++++ Page extract ++++
I'm glad you mentioned the wattage, as I noticed some are listed as 800 and others are 1200.  Seems like a pretty big disparity on the surface.

How does that difference in wattage translate into the smoker's performance?

Would you recommend staying away from the 800 watt versions altogether?


----------



## Bearcarver (Feb 6, 2018)

Proximo said:


> I'm glad you mentioned the wattage, as I noticed some are listed as 800 and others are 1200.  Seems like a pretty big disparity on the surface.
> 
> How does that difference in wattage translate into the smoker's performance?
> 
> Would you recommend staying away from the 800 watt versions altogether?




I think the 1200 is Fine for the MES 40, for both startup & recovery.

However I personally think the 800 is a little weak for the MES 30. Others may disagree though, but I never took a poll.

Bear


----------



## Proximo (Feb 6, 2018)

bearcarver said:


> I think the 1200 is Fine for the MES 40, for both startup & recovery.
> 
> However I personally think the 800 is a little weak for the MES 30. Others may disagree though, but I never took a poll.
> 
> Bear



Hmmmm, I think I'll have to look into the wattage aspect a little more.  My initial feeling is to stay away from the 800, but I don't want to completely dismiss it quite yet.
++++ Data rows ++++
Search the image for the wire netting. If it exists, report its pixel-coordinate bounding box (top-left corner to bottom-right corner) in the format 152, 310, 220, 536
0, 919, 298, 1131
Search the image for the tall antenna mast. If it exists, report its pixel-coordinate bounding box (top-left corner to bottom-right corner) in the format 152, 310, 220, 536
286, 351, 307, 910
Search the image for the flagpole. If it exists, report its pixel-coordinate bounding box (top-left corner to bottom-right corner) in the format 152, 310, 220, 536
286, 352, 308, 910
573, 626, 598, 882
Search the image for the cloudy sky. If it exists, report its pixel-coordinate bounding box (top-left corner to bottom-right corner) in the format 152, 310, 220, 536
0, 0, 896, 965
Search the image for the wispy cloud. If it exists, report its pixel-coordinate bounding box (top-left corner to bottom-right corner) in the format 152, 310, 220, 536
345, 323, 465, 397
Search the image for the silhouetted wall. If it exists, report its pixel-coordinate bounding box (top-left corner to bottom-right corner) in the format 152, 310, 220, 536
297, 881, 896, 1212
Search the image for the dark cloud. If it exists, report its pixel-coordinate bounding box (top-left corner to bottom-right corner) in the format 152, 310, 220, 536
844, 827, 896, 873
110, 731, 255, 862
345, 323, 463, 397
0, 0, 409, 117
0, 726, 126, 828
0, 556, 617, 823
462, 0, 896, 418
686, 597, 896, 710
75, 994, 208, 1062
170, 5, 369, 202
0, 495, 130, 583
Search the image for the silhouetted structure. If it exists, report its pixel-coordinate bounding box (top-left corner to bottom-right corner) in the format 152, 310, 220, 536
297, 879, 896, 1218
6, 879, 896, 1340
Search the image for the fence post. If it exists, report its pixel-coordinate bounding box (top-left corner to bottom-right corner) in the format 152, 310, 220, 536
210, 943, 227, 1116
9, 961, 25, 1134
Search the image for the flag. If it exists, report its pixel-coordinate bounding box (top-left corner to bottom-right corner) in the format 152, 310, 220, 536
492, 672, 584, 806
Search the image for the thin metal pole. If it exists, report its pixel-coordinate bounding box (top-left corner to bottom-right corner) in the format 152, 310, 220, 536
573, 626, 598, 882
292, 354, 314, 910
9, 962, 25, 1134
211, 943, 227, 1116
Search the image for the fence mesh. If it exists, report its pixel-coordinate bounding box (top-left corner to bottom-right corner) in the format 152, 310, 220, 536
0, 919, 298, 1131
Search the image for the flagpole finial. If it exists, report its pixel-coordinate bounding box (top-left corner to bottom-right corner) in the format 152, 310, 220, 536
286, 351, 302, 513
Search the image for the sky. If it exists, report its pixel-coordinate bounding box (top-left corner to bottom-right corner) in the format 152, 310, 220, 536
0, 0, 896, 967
++++
- Work to complete
• 1. Do these statements agree with the smoker wattage thread? Answer yes or no for each, and quote the words that decide it.
(a) Bearcarver considers the 1200 watt unit fine for the MES 40.
(b) Bearcarver says he polled other people about the 800 watt unit.
(c) Proximo has completely ruled out the 800 watt unit.
• 2. In the smoker wattage thread, which smoker does Bearcarver think the 800 watt unit is a little weak for?
• 3. Continue the smoker wattage thread after its last post.

- Exercise responses
• 1.
(a) Yes: "I think the 1200 is Fine for the MES 40, for both startup & recovery."
(b) No: "but I never took a poll."
(c) No: "but I don't want to completely dismiss it quite yet."

• 2. The MES 30.

• 3.
Also, this one here is a 40 incher at a good price, and 1200 watt, but I think it's a 2, not a 2.5....?

https://www.lowes.com/pd/Masterbuil...r-Common-40-472-in-Actual-40-472-in/999977666


----------



## jimmyinsd (Feb 6, 2018)

Proximo said:


> Hmmmm, I think I'll have to look into the wattage aspect a little more.  My initial feeling is to stay away from the 800, but I don't want to completely dismiss it quite yet.
> 
> 
> Also, this one here is a 40 incher at a good price, and 1200 watt, but I think it's a 2, not a 2.5....?
> ...



its pretty simple,  if you get a 30 you will be getting an 800W element,  if you get a 40 it comes with a 1200W element.  according to some that use them often the 800W element is at times challenged.  I see you are in Pennsylvania,  not quite as bad of winters as we have, but I am sure you still see some challenging temps,  if its in your budget I would look for the 40s with 1200W,  plenty of threads from guys that are frustrated with cookers that dont have enough space or heat output for what seem like normal sized batches of sausage.  These things are like garages and trucks... you will never somebody say they wished they had built it smaller or with less horsepower.


----------



## Proximo (Feb 6, 2018)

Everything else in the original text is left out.